Reproduce the entries verbatim, starting at their first line and ending with the line containing "M70 201L264 143L0 119L1 201Z", with both of those lines included.

======

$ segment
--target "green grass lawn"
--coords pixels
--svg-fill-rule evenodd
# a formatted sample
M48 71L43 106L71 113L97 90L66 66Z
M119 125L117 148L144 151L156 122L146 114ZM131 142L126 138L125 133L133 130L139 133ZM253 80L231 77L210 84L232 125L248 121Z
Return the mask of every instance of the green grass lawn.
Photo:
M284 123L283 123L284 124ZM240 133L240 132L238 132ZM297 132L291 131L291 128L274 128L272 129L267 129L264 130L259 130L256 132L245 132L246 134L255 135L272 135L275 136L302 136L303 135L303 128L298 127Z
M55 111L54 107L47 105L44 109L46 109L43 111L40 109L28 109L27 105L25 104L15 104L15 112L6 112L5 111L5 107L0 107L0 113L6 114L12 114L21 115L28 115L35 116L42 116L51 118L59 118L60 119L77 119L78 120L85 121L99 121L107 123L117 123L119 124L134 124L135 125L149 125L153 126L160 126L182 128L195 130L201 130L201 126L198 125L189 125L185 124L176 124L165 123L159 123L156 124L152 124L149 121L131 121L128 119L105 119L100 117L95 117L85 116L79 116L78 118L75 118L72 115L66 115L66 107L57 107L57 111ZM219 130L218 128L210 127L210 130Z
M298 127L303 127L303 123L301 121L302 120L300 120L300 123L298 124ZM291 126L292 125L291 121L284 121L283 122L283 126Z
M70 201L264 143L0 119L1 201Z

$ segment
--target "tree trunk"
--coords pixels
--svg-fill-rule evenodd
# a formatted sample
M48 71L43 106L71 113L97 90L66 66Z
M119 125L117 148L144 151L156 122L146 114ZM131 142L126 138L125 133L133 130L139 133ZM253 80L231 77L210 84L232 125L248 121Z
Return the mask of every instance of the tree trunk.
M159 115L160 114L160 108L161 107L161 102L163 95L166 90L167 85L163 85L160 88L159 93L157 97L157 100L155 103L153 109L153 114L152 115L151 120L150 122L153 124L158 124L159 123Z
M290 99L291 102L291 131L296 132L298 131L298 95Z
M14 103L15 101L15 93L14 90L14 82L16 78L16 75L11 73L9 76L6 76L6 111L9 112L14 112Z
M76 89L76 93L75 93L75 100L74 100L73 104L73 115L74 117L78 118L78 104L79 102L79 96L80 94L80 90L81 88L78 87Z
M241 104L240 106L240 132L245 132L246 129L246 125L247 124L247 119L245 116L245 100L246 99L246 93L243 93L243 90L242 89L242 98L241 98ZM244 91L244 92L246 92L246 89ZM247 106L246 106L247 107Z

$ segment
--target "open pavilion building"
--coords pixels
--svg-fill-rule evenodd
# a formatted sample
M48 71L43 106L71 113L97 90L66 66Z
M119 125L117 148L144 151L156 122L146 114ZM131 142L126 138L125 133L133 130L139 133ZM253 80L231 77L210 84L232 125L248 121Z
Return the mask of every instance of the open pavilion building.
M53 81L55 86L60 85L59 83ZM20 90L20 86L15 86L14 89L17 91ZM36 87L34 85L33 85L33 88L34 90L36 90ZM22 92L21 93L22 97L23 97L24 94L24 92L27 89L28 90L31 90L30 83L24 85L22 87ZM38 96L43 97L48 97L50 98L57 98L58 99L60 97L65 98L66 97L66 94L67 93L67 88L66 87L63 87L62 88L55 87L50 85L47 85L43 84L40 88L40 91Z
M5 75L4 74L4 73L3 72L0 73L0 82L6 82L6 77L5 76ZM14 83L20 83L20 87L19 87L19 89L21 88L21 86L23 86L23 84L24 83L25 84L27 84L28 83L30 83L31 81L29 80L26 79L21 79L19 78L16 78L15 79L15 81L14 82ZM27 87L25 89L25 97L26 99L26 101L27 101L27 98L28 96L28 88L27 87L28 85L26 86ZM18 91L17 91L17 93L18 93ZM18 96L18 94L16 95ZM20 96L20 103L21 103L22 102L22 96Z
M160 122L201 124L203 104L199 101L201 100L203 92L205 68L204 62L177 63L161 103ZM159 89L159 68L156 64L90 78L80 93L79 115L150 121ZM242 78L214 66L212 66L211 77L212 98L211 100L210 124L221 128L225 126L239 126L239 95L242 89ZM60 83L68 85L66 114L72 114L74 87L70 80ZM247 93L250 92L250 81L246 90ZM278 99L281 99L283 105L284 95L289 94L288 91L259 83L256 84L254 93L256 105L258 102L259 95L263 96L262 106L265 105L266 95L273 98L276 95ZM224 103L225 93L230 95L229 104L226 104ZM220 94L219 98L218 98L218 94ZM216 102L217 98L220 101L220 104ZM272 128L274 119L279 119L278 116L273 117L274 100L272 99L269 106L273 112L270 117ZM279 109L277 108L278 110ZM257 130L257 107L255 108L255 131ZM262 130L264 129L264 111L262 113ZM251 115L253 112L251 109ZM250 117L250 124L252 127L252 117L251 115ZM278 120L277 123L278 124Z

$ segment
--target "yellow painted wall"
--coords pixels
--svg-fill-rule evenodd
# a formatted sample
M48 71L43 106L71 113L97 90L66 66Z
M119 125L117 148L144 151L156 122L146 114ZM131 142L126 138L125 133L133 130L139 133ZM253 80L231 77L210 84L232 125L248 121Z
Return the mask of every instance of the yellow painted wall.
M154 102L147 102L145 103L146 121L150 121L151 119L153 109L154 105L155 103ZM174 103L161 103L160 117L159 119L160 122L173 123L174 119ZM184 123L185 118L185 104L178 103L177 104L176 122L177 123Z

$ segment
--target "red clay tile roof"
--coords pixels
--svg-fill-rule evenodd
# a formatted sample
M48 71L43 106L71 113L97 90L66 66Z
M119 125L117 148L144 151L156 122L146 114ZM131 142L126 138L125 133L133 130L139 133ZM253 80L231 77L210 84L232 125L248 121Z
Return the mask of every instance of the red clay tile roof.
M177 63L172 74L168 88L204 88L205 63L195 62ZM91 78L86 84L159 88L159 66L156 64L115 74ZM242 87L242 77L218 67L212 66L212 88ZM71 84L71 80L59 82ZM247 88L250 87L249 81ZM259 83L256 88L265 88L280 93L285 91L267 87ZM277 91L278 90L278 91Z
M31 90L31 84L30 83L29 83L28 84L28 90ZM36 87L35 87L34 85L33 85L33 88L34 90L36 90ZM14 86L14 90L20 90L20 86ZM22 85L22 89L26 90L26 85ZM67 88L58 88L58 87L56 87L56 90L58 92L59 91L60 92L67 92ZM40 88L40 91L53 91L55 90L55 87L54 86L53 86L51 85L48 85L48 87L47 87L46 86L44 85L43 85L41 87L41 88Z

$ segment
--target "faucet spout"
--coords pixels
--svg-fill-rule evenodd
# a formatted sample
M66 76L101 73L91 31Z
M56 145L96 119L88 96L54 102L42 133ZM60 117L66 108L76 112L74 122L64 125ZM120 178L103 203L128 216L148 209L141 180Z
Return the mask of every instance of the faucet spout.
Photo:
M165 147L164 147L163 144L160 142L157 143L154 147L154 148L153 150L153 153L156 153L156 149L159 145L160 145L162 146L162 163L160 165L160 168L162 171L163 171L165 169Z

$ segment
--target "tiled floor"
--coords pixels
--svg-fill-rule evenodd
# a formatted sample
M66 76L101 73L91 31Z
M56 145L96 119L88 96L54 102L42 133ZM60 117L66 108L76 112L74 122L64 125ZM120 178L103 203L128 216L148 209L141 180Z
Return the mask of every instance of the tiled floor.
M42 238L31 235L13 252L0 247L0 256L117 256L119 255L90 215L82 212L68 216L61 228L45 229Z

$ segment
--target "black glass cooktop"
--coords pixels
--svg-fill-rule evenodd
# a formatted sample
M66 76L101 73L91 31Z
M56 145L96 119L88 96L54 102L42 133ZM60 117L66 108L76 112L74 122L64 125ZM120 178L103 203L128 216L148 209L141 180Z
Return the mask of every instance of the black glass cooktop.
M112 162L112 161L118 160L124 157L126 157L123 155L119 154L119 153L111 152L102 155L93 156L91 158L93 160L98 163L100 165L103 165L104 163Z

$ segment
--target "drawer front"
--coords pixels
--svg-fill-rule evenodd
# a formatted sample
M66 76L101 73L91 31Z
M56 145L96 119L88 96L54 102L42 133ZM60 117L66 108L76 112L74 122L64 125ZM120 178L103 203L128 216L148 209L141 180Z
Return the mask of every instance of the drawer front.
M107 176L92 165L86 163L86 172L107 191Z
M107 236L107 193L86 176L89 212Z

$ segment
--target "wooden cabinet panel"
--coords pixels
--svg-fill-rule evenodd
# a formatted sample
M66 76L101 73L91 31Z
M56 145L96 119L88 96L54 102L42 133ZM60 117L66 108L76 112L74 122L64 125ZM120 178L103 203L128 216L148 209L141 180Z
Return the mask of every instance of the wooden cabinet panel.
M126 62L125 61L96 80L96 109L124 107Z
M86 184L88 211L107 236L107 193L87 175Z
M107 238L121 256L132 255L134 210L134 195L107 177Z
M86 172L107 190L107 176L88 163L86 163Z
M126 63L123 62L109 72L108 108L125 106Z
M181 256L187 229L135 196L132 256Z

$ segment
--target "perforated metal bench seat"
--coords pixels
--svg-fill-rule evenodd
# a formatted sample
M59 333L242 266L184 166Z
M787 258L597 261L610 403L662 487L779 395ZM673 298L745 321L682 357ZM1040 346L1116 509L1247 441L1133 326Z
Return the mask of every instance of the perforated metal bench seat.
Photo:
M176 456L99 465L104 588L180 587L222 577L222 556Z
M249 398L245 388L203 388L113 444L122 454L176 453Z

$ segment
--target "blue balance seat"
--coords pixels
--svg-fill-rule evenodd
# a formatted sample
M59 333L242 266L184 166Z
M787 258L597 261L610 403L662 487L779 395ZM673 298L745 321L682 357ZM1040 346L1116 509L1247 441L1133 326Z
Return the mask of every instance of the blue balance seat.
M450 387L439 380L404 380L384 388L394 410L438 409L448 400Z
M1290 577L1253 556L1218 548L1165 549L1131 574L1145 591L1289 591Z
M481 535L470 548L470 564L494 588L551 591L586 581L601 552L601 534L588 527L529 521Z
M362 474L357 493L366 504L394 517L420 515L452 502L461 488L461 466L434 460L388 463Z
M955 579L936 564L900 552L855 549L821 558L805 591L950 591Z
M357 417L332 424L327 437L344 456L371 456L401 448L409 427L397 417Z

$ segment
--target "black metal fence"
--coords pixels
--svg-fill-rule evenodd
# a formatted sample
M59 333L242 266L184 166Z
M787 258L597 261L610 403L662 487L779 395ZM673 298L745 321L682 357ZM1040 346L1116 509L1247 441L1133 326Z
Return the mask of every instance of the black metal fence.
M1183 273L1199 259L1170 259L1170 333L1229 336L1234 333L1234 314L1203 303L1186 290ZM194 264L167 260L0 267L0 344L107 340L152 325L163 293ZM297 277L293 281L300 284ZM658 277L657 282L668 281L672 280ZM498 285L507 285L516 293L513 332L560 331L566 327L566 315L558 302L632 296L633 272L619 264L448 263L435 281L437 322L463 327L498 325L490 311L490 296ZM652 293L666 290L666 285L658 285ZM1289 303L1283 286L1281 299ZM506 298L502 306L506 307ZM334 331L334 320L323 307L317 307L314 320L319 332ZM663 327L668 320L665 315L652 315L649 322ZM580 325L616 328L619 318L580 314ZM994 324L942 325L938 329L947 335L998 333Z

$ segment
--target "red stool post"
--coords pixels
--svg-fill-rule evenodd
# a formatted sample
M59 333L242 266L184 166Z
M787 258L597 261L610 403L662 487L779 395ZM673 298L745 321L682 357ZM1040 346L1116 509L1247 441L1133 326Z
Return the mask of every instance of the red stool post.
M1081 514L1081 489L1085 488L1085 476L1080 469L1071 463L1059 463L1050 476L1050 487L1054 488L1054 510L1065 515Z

======

COMPLETED TASK »
$ segment
--target "green grass lawn"
--coords pixels
--svg-fill-rule evenodd
# a formatted sample
M48 71L43 106L71 113L97 90L66 66Z
M119 125L117 148L144 151L156 122L146 114ZM131 142L126 138L125 133L133 130L139 133ZM253 80L231 77L210 84L232 125L248 121Z
Return the mask of every instance of the green grass lawn.
Photo:
M284 123L283 123L284 124ZM240 133L240 132L238 132ZM297 132L291 131L291 128L274 128L272 129L267 129L264 130L259 130L256 132L245 132L246 134L255 135L272 135L275 136L302 136L303 135L303 128L298 127Z
M55 111L54 107L47 105L44 109L46 109L43 111L40 109L28 109L27 105L25 104L15 104L15 112L6 112L5 111L5 107L0 107L0 113L6 114L12 114L21 115L28 115L35 116L42 116L51 118L59 118L60 119L77 119L78 120L85 121L99 121L107 123L117 123L119 124L134 124L135 125L149 125L153 126L160 126L182 128L195 130L201 130L201 126L198 125L189 125L185 124L176 124L165 123L159 123L156 124L152 124L149 121L131 121L128 119L105 119L100 117L95 117L85 116L79 116L78 118L75 118L72 115L66 115L66 107L57 107L57 111ZM219 130L218 128L210 127L210 130Z
M298 127L303 127L303 123L301 121L302 120L300 120L300 123L298 124ZM291 126L292 125L291 121L284 121L283 122L283 126Z
M70 201L264 143L0 119L1 201Z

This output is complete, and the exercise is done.